• **Texto proporcionado**:
********

Peligroso déficit de seguridad en redes inalámbricas

Las viejas dudas sobre privacidad en Internet se trasladan hoy a las redes inalámbricas e inteligentes. Lo cierto es que todavía ni la web ni las transacciones financieras supranacionales ni las redes inalámbricas son cien por ciento seguras.

28 diciembre, 2001

Teléfonos celulares, computadoras portátiles y dispositivos cada día más chicos o complejos se hallan por demás expuestos a interferencia, monitoreo y espionaje. En particular, de origen estatal y, mayormente, en países con escasa o frágil tradición en materia de derechos civiles. Al respecto, algunos expertos censuran el marketing de los fabricantes y vendedores de sistemas inalámbricos, que dan la impresión de que le preocupa la intimidad del usuario cuando en realidad no es tan así.

Tecnología hay

Lo peor es que, desde hace un decenio, existen tecnologías criptográficas – encriptación, codificación- capaces de impedir que datos o textos caigan en manos ajenas o inescrupulosas. Sea interfiriendo señales, sea robando laptops y similares. Pero, en su mayoría, esos recursos siguen en los laboratorios y no se aplican a productos, sistemas ni instalaciones.

No es novedad, claro. Hace veinte años, en Estados Unidos, los teléfonos celulares analógicos costaban unos US$ 1.200 pero, como carecían de “blindaje” alguno, era necesario gastar US$ 200 en un escáner que comercializaba Radio Shack.

Asediadas por el público y los medios especializados, las empresas del sector inalámbrico recurrieron al gobierno. En el caso estadounidense, esto llevó en 1986 a la ley sobre privacidad de comunicaciones electrónicas (que, claro, luego se aplicaría a Internet). Pero el espionaje y las escuchas, ahora explícitamente punibles, no se interrumpieron.

Políticas equivocadas

Recurrir al estado, en vez de adoptar tecnologías criptográficas adecuadas, no les salió barato a las compañías, ni aquende ni allende el Atlántico. ¿Por qué? Porque el flujo de llamados no codificados incluía los números de cuenta para facturarlos. Durante la década siguiente, pues, floreció un fraude celular típico: “clonar” teléfonos y desviar las facturas a otros números. El truco ha llegado a causarles a las prestadoras de servicios pérdidas anuales por varios cientos de millones.

********

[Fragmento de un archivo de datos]
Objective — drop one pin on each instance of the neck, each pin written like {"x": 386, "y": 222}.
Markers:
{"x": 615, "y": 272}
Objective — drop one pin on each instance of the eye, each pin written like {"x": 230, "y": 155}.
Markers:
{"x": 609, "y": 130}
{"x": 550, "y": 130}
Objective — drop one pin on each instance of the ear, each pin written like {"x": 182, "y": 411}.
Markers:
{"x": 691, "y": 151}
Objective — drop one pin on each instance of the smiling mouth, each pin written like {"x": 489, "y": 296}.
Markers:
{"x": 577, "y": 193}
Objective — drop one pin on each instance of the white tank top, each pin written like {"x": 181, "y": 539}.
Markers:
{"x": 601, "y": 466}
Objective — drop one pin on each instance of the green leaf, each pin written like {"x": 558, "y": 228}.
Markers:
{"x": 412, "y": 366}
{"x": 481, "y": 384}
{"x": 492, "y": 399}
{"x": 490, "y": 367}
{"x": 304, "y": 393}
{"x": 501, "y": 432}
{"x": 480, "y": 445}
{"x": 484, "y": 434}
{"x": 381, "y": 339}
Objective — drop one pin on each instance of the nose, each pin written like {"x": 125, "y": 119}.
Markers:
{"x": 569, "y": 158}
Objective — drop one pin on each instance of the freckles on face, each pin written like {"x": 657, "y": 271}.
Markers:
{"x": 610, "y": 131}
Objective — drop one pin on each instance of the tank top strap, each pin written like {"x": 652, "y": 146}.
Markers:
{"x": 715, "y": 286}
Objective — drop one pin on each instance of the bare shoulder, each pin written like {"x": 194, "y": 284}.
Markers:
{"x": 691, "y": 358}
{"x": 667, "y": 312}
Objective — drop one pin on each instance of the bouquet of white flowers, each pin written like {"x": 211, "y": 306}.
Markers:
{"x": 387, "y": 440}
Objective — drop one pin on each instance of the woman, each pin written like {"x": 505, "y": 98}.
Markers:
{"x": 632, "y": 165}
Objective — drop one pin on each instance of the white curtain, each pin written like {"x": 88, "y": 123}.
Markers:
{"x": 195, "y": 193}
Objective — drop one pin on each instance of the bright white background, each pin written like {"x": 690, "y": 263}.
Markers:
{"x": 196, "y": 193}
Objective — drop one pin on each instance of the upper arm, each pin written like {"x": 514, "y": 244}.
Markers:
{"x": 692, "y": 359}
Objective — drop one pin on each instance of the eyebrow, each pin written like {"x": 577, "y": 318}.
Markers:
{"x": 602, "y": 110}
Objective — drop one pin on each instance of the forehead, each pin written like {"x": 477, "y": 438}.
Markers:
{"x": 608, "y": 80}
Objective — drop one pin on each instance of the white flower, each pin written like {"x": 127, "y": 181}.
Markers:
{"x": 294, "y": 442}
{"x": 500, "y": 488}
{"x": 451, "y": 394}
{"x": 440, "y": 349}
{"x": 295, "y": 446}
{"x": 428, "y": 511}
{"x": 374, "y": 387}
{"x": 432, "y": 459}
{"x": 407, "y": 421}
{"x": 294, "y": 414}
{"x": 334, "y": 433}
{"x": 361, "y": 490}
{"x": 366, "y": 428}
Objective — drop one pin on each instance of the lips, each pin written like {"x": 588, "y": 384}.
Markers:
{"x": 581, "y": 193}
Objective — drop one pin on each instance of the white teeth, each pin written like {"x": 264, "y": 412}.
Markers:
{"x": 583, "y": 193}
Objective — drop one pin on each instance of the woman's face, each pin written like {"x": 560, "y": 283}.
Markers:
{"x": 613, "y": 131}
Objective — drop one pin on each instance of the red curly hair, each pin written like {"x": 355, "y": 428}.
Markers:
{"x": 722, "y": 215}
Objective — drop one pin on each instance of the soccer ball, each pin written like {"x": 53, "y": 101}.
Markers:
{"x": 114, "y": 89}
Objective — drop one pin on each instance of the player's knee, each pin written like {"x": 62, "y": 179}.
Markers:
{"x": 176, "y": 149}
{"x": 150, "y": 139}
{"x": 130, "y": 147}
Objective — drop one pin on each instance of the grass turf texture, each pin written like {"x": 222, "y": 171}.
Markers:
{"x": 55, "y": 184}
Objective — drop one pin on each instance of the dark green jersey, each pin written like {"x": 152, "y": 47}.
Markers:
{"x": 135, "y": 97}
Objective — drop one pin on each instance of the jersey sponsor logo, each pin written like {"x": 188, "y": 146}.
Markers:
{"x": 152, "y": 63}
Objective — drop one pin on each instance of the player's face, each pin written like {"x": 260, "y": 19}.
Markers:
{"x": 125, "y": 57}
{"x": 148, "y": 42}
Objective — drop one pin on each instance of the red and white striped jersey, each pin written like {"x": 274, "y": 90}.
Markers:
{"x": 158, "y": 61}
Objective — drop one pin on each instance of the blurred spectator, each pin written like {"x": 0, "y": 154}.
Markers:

********

• **Ejercicios propuestos**:
1. Transcriba literalmente el texto sobre redes inalámbricas desde las palabras "28 diciembre, 2001" hasta las palabras "sistemas ni instalaciones.", ambas incluidas.
2. Responda brevemente según el texto sobre redes inalámbricas:
(a) ¿Cuánto costaban en Estados Unidos, hace veinte años, los teléfonos celulares analógicos?
(b) ¿En qué año se aprobó en Estados Unidos la ley sobre privacidad de comunicaciones electrónicas?
(c) ¿Desde hace cuánto tiempo existen tecnologías criptográficas capaces de impedir que datos o textos caigan en manos ajenas?
Las entradas proceden de una fuente distinta.

• **Resultados de ejercicios**:
1.
28 diciembre, 2001

Teléfonos celulares, computadoras portátiles y dispositivos cada día más chicos o complejos se hallan por demás expuestos a interferencia, monitoreo y espionaje. En particular, de origen estatal y, mayormente, en países con escasa o frágil tradición en materia de derechos civiles. Al respecto, algunos expertos censuran el marketing de los fabricantes y vendedores de sistemas inalámbricos, que dan la impresión de que le preocupa la intimidad del usuario cuando en realidad no es tan así.

Tecnología hay

Lo peor es que, desde hace un decenio, existen tecnologías criptográficas – encriptación, codificación- capaces de impedir que datos o textos caigan en manos ajenas o inescrupulosas. Sea interfiriendo señales, sea robando laptops y similares. Pero, en su mayoría, esos recursos siguen en los laboratorios y no se aplican a productos, sistemas ni instalaciones.

2.
(a) Unos US$ 1.200.
(b) En 1986.
(c) Desde hace un decenio.